──────── Исходный текст
Видел два танка, как они стреляли по школе, светло еще было, но не могу сказать, что это была разрушительная стрельба. Наверное, болванками стены пробивали. Кто всем этим руководил? – воскликнул в отчаянии Борис. — Был ли хоть план действий?
Своих внуков Борис похоронил сразу, а дочь не мог найти нигде.
— Я дал ее в розыск, потому что были свидетели, которые уверяли, что она осталась жива. Но через три месяца мне выдали ее останки, после ДНК-экспертизы.
— Я хочу спросить, у него хоть дети есть? Родители? — Ильин обратился к Кулаеву.
— Да, — тихо ответил Кулаев.
— Так как же вам надо было мозги промыть, чтобы вы такое натворили? – Кулаев молчал, опустив глаза.
— Мне его смерть не нужна, пусть живет и видит этот кошмар, — уже срываясь на крик произнес Борис и четко добавил, — все это бездарное руководство…
В этот момент напряжение в зале достигло предела, и нервы не выдержали у потерпевшей Риты Сидаковой. Она начала кричать со своего места:
— Мы ненавидим вас! Ненавидим эту прокуратуру! Ненавидим этих генералов в погонах! Посадите в эту клетку Андреева (экс-глава республиканского ФСБ. — «Газета.Ru»)!
— Перерыв! – вдруг объявил судья Агузаров.
— Мы ненавидим вас! – продолжала в истерике Сидакова, у которой в школе погибла единственная дочь.
────────────────
──────── Содержимое набора данных
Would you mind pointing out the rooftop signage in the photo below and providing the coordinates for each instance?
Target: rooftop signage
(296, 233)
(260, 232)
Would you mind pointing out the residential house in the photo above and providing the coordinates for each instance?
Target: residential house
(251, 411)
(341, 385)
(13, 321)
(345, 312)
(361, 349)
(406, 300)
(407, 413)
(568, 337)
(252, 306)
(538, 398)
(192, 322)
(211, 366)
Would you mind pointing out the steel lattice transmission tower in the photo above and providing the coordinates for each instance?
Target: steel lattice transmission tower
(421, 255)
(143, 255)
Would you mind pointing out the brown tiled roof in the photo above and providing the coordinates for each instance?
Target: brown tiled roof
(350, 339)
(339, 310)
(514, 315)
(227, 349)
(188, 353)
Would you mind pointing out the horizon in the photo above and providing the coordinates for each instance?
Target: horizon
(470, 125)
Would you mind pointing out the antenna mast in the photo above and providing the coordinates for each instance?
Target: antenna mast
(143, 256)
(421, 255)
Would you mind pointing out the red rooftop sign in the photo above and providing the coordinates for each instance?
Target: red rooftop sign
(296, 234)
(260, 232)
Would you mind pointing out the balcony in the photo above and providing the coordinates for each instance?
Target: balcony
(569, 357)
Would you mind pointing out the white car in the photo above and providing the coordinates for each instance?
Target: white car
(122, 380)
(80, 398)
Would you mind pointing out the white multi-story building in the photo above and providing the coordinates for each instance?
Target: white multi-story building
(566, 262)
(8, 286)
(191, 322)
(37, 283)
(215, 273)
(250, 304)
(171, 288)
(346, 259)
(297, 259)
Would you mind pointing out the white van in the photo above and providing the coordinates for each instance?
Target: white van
────────────────
Что нужно сделать:
a. Ответьте на вопросы по тексту о судебном заседании:
(i) Через сколько времени Борису выдали останки дочери?
(ii) Кто объявил перерыв?
(iii) Кто погиб в школе у Риты Сидаковой?
b. Продолжите текст о судебном заседании, начиная сразу после его последнего предложения.
Приведенные строки для работы не понадобятся.

Ответы:
a.
(i) Через три месяца, после ДНК-экспертизы.
(ii) Судья Агузаров.
(iii) Ее единственная дочь.

b.
После недолгого перерыва давать показания вышел Валерий Карлов, свидетель. Отец Валерия, Иван, работал в бесланской котельной. В момент захвата школы Иван постарался спрятать детей в котельной школы. Иван был убит одним из первых, тело 72-летнего старика боевики выбросили из окна школы в первые часы.
— За день до теракта отец сказал мне, «в первой школе черти ходят», — рассказал Валерий, — я не знаю, что он хотел сказать, но он так в своей жизни никогда не ругался.
Валерий вспоминает начало штурма так:
— Первый взрыв был глухой, наверное, что-то безоболочное взорвалось, но земля, наверное, во всем Беслане сотряслась.
Когда началось спасение заложников, Валерий бросился искать отца по больницам. В коридоре бесланской больницы Валерий стал свидетелем странной картины.
— Обессиленный, я сидел в коридоре, мимо меня проносили раненых. И тут мимо прошли двое мужчин в черной военной форме, которые вели под руки женщину, одетую до пят в черное платье. Женщина была причесана, выглядела нормально, на ней не было крови. Мужчины, которые ее вели, требовали для нее отдельной комнаты.
В отношении действий оперативного штаба по спасению заложников Валерий сказал, что, по его мнению, «штаба просто не было».
— Должностные лица три дня нам просто врали. Я помню, как выступал Дзасохов второго сентября, видел даже слезы на его глазах, я даже поверил ему, но чему только не поверишь, когда твои родственники в заложниках.
Кроме прямых очевидцев трагедии, на сегодняшнем заседании в качестве специалиста был допрошен доктор биологических наук, специалист в области молекулярной генетики Игорь Корниенко. Сотрудник Центра судебно-медицинской и криминальной экспертизы, находящегося в Ростове, Игорь являлся старшим группы по идентификации погибших заложников в Беслане. Терпеливо, в подробностях, используя множество научных терминов и объясняя их потерпевшим, Игорь рассказал, как проходила ДНК-экспертиза для опознания тел погибших.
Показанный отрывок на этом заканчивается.